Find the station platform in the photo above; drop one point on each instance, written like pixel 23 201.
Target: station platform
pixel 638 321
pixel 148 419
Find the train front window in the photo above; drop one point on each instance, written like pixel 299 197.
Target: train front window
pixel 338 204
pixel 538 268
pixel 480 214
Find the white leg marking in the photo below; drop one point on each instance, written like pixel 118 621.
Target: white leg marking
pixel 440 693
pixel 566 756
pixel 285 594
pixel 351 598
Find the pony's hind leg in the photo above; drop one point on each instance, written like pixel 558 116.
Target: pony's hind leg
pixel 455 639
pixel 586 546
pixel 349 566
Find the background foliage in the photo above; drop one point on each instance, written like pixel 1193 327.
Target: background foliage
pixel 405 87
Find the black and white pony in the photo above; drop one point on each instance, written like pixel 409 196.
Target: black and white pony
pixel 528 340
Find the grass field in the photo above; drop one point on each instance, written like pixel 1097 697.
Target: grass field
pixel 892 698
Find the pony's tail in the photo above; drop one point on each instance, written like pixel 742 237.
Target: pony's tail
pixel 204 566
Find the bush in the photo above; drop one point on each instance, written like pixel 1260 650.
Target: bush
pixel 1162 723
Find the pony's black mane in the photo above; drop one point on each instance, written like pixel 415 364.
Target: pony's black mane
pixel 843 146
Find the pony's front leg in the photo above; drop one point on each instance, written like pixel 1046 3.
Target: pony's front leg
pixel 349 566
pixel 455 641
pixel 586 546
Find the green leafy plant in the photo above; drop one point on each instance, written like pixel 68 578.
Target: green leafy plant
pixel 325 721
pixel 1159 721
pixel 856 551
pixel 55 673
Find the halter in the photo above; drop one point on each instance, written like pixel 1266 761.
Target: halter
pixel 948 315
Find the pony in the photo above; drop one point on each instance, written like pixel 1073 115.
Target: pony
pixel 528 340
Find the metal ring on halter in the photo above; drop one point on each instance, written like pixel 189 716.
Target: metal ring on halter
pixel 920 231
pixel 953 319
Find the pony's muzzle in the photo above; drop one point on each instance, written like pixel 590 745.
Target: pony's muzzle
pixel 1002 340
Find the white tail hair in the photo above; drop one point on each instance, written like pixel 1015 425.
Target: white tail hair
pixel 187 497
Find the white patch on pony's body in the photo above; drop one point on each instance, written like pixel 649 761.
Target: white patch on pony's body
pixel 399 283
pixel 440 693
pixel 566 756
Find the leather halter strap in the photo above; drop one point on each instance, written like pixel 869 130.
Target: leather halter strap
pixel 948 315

==============================

● Directions:
Return every line of the material from the first line through the line containing "pixel 405 87", inclusive, reproducing each one character for character.

● Task result:
Find the station platform in the photo above; drop one point on each instance, written like pixel 23 201.
Target: station platform
pixel 638 321
pixel 148 419
Find the train front window in the photo above; drop one point on each instance, written like pixel 299 197.
Target: train front window
pixel 338 204
pixel 538 268
pixel 480 214
Find the white leg marking in the photo below; drop one point on each instance, written like pixel 118 621.
Target: white leg marking
pixel 440 693
pixel 566 756
pixel 285 594
pixel 351 598
Find the pony's hind leg in the photo above; drop one point on each instance, written like pixel 558 116.
Target: pony's hind leg
pixel 455 639
pixel 586 546
pixel 349 566
Find the background foliage in the photo above; drop one point on each instance, written like pixel 1193 327.
Target: background foliage
pixel 405 87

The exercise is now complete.